Objective> Rewrite all of the material below, substituting "Please provide" for every "Kindly give" and changing nothing else. Leave the pictures out.

Given data>

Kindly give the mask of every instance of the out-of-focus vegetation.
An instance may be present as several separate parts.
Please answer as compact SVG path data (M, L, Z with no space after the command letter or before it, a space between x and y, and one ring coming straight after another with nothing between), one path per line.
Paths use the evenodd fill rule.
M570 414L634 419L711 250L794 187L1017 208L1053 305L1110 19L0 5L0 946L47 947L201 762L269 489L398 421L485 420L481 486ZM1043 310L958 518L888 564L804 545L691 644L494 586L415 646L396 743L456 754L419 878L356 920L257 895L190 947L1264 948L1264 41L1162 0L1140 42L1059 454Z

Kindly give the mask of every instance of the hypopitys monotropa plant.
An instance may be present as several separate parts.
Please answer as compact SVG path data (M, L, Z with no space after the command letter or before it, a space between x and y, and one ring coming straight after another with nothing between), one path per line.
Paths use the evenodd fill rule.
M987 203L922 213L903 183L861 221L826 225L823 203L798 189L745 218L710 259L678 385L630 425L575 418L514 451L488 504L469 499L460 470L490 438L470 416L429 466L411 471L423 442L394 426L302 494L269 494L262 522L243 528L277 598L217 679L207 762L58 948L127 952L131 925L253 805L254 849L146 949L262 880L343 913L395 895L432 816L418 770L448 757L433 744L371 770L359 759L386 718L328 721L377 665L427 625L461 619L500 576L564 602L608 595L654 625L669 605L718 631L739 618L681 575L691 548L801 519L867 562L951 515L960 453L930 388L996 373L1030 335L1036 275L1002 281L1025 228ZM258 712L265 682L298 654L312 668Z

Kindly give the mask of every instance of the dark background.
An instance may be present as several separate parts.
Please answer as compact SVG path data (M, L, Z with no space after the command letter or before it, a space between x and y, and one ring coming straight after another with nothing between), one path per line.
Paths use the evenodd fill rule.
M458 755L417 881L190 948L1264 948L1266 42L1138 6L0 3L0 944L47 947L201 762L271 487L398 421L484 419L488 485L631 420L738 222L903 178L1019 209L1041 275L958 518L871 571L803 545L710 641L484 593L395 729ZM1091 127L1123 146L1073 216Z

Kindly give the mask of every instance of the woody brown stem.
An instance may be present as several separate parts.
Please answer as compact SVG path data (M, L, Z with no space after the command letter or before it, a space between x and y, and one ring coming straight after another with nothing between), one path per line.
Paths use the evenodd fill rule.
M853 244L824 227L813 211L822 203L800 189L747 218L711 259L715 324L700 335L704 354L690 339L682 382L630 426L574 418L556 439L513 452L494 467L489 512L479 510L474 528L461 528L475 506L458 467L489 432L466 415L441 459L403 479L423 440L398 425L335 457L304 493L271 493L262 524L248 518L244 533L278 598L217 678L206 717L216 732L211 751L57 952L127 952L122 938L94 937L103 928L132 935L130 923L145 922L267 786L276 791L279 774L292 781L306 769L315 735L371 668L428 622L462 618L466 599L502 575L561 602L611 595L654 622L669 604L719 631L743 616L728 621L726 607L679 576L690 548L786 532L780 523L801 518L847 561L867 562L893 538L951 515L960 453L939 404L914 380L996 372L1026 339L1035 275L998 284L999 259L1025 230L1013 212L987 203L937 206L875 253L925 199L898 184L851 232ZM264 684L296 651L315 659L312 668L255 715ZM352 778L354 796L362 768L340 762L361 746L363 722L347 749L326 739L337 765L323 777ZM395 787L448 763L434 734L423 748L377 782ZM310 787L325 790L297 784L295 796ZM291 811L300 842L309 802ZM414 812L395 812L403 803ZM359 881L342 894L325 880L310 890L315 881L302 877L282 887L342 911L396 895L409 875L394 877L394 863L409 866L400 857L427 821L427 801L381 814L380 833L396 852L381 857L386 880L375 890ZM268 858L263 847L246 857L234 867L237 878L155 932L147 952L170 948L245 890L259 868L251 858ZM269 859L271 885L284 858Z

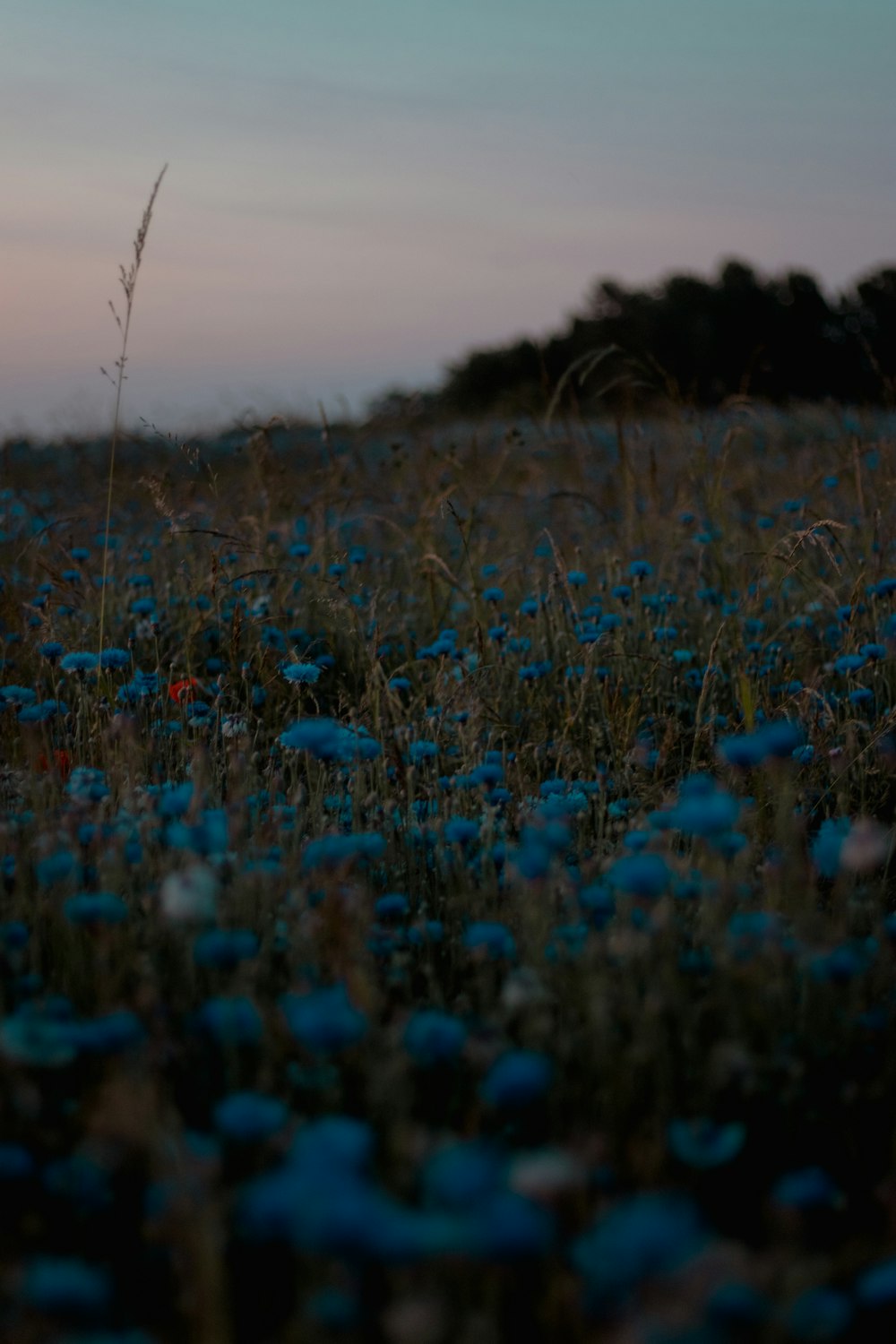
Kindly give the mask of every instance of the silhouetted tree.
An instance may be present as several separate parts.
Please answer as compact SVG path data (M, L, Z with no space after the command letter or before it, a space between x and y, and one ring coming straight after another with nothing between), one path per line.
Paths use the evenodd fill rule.
M598 358L606 352L610 364ZM807 271L763 278L728 258L712 280L672 274L650 289L598 280L541 344L517 340L453 364L438 402L465 415L539 414L557 402L711 406L733 394L870 403L895 388L896 267L832 301Z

Task solution>
Please provide the mask of every instance of the out-of-focus vegetation.
An instance may be present as several separate parts.
Please answer as compact SVG path data (M, L, Z with no space after the command letter or before it, a space between x and y, and one ring coming straight after another with nothing between), one path per line.
Paths use the evenodd fill rule.
M570 414L634 419L711 250L794 187L1017 208L1053 305L1110 19L0 5L0 946L47 947L201 762L269 489L398 421L485 420L481 486ZM1043 310L958 518L888 564L804 545L691 644L494 586L415 646L396 743L456 754L419 878L356 920L257 895L190 947L1264 948L1264 41L1162 0L1140 42L1059 454Z

Please provide the mask of every instance of the hypopitys monotropa plant.
An instance may be present as several separate parts.
Please answer as compact SVG path data (M, L, Z with no space after the command letter or before it, a space between x and y, and one ring coming straight after another with nothing between), one path per line.
Paths use the evenodd fill rule.
M987 203L922 213L903 183L861 221L826 225L823 203L798 189L745 218L710 259L678 385L630 425L575 418L514 451L488 504L469 499L460 470L490 438L470 416L429 466L411 471L423 442L394 426L302 494L269 494L262 522L243 528L277 598L217 679L207 762L58 948L127 952L131 925L253 805L254 849L146 949L262 880L343 913L395 895L432 816L418 770L448 757L433 744L371 770L359 759L386 718L328 721L377 665L427 625L461 619L500 576L564 602L608 595L654 625L669 605L718 631L739 618L681 575L691 548L801 519L867 562L951 515L960 453L930 388L996 373L1030 335L1036 275L1002 281L1025 228ZM258 712L265 682L298 654L312 668Z

Please provide the mask of every instance of the dark background.
An instance may be present as several separate parts.
Please answer as compact SVG path data (M, L, Z with no space after the command letter or before it, a space between x and y, and one ring coming straight after another with nothing between), one path per line.
Paths use the evenodd fill rule.
M458 755L417 881L190 948L1264 948L1266 42L1138 6L0 3L0 944L47 947L201 762L271 487L398 421L484 419L488 485L631 420L738 222L903 178L1019 209L1041 275L958 518L871 571L803 545L710 641L484 593L395 729ZM1091 127L1123 146L1073 216Z

Please provide the mask of every instance of the woody brown stem.
An instance may be present as several separate parts.
Please answer as compact SVG path data (M, L, Z with no space after the command letter or before it, a space between x and y, and one ring coming straight after another with nothing between), one path per line.
Paths use the evenodd fill rule.
M853 244L824 227L813 211L822 203L800 189L747 218L711 259L715 324L700 335L704 354L690 339L682 382L630 426L574 418L556 439L513 452L494 467L489 512L479 510L474 528L461 528L475 506L458 467L489 432L466 415L441 459L403 479L423 440L398 425L335 457L304 493L271 493L262 524L248 518L244 533L278 598L217 678L206 717L216 732L211 751L57 952L127 952L122 938L94 937L103 928L132 935L130 923L145 922L267 786L276 791L279 774L292 781L306 769L315 735L371 668L428 622L462 618L466 599L502 575L561 602L611 595L654 622L669 604L719 631L743 616L728 621L726 607L679 576L690 548L786 532L780 523L801 518L847 561L867 562L893 538L951 515L960 453L939 404L914 380L996 372L1026 339L1035 275L998 284L999 259L1025 230L1013 212L987 203L937 206L875 253L925 199L898 184L851 232ZM264 684L296 651L315 659L312 668L255 715ZM352 778L354 796L362 768L340 762L361 746L363 722L347 749L326 739L337 765L323 777ZM395 787L448 763L434 734L423 748L377 782ZM310 787L325 790L297 784L295 796ZM291 811L300 842L309 802ZM414 812L395 812L403 803ZM359 881L342 894L325 880L310 890L315 881L302 877L282 887L342 911L396 895L409 875L394 877L394 863L409 866L400 857L427 821L427 801L381 814L380 833L396 852L381 857L386 880L375 890ZM268 858L263 847L246 857L234 867L237 878L155 932L147 952L170 948L245 890L259 868L251 858ZM269 859L271 885L284 858Z

Please provide the mask of every instance of the silhouetted tree.
An instance may be present as several separate parts.
Please answer as compact SVG path data (M, L, Z with no space after the command letter or before it, a space between x and y, and one ring coming straight after another with nothing between), one path per line.
Paths use the evenodd fill rule.
M598 358L606 352L610 364ZM807 271L763 278L728 258L712 280L672 274L650 289L598 280L541 344L517 340L453 364L438 402L465 415L539 414L557 402L711 406L733 394L870 403L895 388L896 267L832 301Z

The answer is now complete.